# OBJECTIVE:
Pick out and copy every line of the data below that contains the string "clearance".

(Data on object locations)
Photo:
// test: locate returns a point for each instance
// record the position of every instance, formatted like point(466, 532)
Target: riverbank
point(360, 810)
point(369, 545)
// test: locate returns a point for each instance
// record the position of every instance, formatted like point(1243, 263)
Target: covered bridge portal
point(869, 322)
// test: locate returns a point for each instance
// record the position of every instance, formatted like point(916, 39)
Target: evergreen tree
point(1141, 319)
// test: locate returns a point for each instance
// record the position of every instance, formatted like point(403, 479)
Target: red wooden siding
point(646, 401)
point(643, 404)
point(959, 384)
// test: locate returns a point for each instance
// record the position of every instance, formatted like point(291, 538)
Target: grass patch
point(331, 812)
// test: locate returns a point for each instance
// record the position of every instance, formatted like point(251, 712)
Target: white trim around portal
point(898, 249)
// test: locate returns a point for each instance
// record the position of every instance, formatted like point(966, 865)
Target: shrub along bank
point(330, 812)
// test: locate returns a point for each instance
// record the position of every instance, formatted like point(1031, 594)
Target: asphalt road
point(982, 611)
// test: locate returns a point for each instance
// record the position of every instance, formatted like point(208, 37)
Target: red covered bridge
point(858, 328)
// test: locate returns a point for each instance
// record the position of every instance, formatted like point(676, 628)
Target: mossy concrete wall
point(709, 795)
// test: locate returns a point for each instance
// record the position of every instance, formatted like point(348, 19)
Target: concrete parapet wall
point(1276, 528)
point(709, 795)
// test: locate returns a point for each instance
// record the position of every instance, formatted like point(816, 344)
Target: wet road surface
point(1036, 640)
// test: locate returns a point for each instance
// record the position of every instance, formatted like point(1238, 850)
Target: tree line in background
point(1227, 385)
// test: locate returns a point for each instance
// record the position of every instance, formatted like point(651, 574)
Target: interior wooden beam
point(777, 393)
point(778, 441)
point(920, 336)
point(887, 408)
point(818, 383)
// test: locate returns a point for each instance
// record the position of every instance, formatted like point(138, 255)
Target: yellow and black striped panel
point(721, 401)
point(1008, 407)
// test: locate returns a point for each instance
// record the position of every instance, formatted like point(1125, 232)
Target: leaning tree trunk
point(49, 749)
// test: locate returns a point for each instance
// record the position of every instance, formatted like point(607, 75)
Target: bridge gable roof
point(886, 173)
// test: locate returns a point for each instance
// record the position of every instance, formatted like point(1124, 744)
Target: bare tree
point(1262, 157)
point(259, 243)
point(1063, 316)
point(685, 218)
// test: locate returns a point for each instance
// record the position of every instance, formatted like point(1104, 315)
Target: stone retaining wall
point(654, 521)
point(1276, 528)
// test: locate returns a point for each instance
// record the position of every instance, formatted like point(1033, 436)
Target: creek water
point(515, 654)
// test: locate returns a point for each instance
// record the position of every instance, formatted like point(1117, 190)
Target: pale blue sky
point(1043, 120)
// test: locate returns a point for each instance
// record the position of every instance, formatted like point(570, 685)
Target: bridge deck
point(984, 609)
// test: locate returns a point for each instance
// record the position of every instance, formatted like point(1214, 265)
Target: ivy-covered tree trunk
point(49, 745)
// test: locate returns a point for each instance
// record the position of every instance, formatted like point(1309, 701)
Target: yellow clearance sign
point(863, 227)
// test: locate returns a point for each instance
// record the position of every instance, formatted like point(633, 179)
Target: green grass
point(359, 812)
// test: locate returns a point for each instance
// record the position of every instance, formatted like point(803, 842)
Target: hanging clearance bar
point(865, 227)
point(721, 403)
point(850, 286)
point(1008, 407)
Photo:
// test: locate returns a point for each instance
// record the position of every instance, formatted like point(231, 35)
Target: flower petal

# SOLUTION TO THE EXERCISE:
Target: yellow clearance sign
Target: hanging clearance bar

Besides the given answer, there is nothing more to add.